# [What the exercise asks]
Count how many lines of the items below contain the string "blown", and give only that number.

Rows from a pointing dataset
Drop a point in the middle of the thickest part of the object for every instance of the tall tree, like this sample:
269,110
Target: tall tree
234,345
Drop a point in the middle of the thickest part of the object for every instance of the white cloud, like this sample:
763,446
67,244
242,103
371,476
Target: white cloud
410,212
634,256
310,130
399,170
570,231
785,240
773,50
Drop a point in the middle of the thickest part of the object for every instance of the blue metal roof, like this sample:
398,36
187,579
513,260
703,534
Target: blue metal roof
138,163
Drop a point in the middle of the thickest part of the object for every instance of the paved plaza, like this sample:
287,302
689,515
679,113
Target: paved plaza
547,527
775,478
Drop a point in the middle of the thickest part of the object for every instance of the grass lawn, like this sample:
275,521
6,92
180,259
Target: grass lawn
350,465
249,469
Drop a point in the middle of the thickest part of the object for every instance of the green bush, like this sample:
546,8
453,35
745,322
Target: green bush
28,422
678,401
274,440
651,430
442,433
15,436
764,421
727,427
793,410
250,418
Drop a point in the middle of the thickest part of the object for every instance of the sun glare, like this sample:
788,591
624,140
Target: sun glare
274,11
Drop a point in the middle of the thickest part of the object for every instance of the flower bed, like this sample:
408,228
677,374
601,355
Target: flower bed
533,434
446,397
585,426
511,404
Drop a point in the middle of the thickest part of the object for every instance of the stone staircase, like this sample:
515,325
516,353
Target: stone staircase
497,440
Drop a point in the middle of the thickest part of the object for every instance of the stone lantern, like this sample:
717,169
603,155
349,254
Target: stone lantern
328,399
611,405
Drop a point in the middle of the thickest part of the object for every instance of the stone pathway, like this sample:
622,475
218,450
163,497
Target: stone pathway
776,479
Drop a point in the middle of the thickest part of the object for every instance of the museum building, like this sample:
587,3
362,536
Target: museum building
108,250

--

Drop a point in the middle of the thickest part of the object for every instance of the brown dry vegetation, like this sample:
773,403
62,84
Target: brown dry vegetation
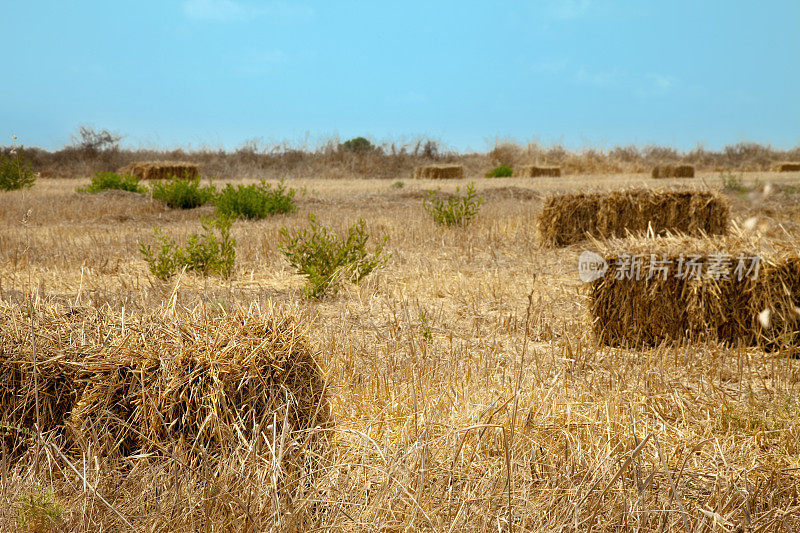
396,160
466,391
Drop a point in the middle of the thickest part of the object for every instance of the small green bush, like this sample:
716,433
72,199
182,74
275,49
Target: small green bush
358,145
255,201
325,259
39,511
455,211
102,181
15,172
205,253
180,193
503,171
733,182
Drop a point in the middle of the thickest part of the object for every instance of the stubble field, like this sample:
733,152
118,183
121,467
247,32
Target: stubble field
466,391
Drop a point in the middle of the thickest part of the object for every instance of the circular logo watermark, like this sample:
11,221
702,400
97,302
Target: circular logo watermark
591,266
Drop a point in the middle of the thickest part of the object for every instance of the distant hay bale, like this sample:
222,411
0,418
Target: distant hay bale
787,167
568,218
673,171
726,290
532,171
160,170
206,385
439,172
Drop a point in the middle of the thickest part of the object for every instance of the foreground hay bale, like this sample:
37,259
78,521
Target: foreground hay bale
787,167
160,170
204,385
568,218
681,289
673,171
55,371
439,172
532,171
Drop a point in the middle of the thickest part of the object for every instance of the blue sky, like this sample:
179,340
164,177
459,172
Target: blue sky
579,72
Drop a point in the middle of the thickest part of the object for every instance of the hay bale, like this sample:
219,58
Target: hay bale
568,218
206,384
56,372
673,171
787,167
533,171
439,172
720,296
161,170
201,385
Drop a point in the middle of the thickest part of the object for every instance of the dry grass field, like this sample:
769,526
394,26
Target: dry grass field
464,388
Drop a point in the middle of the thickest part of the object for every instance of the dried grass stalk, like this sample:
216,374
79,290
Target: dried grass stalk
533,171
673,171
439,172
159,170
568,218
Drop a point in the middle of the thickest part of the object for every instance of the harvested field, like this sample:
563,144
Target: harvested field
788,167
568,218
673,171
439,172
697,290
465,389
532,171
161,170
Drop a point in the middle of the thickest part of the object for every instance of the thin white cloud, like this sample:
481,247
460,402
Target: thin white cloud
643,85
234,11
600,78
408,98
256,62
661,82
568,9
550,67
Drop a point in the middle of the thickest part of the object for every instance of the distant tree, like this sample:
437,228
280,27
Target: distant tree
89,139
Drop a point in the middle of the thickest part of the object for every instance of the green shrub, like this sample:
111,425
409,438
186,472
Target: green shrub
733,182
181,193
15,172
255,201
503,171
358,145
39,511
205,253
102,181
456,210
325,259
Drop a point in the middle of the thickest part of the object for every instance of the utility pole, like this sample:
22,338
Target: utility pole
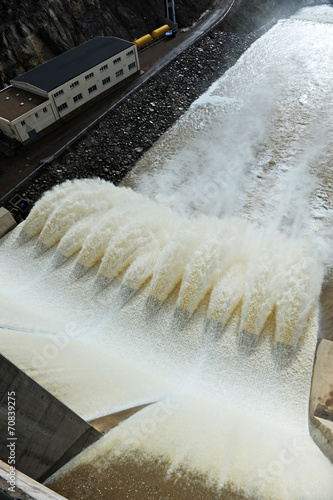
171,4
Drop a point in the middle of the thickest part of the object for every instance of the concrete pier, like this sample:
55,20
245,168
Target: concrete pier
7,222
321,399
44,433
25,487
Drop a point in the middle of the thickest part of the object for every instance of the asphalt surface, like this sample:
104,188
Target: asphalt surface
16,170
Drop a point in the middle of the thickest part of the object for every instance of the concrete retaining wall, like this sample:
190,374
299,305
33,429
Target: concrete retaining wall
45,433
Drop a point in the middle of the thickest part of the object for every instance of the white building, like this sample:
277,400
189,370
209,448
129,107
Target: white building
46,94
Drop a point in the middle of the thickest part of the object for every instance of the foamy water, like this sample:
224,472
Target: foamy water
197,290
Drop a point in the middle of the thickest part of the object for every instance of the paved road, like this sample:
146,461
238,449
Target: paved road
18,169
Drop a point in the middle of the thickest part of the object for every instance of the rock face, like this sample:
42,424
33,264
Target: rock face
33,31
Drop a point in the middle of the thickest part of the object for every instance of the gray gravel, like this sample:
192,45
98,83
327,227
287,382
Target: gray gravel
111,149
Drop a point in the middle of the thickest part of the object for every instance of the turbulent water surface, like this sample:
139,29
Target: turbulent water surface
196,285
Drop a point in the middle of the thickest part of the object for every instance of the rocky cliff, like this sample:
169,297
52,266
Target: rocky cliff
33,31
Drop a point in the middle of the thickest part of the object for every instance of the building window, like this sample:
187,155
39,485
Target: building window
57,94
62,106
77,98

...

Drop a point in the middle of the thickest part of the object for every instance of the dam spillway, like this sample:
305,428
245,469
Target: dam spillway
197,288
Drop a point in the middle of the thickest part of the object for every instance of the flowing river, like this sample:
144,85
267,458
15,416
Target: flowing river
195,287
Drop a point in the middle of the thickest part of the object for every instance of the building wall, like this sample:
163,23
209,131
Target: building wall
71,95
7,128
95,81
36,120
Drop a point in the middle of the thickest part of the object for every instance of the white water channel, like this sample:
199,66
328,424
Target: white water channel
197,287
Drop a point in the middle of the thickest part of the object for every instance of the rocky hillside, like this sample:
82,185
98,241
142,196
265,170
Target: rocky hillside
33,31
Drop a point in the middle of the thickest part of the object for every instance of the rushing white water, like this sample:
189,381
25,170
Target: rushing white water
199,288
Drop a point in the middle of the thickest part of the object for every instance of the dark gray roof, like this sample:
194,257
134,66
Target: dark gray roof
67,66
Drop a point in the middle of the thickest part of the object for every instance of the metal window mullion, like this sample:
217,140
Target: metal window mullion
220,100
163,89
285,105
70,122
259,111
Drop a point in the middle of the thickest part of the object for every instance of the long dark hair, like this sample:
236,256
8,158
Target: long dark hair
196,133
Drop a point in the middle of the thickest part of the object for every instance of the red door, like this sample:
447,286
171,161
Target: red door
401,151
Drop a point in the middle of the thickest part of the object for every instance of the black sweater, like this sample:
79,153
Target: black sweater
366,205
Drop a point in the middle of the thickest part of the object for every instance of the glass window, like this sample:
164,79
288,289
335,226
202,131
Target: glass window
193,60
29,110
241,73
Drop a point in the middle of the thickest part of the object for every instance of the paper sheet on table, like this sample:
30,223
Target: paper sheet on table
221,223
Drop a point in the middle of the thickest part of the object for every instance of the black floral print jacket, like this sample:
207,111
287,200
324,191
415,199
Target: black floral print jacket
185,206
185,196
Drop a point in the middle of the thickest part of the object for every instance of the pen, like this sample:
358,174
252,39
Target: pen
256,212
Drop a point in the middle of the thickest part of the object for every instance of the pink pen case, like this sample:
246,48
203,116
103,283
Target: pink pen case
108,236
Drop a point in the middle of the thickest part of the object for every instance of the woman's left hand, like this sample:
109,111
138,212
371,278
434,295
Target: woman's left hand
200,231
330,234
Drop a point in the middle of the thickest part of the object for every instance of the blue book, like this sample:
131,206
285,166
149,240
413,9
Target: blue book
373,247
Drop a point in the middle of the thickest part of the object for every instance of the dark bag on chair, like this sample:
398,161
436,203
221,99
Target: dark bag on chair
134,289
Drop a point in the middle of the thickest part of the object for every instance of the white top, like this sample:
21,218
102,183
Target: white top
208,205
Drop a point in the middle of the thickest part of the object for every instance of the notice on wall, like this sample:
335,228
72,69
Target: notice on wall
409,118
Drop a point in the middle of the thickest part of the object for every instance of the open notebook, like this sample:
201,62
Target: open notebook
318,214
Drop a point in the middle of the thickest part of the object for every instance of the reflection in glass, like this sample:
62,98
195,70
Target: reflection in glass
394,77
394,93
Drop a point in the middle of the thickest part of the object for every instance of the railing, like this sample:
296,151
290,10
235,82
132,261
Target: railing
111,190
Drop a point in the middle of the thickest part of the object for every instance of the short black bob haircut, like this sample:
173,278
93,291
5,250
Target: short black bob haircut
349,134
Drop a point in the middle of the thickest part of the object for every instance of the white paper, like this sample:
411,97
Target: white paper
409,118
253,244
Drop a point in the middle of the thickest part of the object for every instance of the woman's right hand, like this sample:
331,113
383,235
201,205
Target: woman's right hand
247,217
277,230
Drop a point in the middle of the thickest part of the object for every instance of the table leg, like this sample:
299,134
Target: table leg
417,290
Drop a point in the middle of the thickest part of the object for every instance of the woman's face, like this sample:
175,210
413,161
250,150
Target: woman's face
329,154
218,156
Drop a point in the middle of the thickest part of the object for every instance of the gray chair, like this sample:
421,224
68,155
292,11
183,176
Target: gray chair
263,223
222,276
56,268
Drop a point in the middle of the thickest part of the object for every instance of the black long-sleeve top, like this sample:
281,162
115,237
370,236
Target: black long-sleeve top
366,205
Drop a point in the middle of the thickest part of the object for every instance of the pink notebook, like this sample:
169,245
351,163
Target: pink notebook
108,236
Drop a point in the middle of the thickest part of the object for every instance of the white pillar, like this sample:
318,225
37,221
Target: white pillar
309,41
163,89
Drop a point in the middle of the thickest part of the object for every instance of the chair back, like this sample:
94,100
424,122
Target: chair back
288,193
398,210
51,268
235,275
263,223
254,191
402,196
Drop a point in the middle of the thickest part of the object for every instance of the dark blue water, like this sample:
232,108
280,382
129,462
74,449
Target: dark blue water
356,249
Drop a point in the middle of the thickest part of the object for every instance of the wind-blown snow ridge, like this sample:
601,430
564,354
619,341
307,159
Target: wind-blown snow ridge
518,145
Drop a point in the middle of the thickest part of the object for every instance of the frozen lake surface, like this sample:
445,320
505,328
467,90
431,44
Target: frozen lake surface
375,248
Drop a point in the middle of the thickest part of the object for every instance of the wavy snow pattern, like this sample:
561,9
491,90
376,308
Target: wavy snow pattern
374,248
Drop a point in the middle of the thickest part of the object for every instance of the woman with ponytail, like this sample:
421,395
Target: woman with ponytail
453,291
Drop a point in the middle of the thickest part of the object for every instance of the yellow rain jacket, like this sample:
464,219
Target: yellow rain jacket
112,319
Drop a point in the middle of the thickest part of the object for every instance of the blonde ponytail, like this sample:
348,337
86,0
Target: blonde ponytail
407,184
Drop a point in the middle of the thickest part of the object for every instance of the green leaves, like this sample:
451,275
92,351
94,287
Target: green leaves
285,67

# [Final result]
2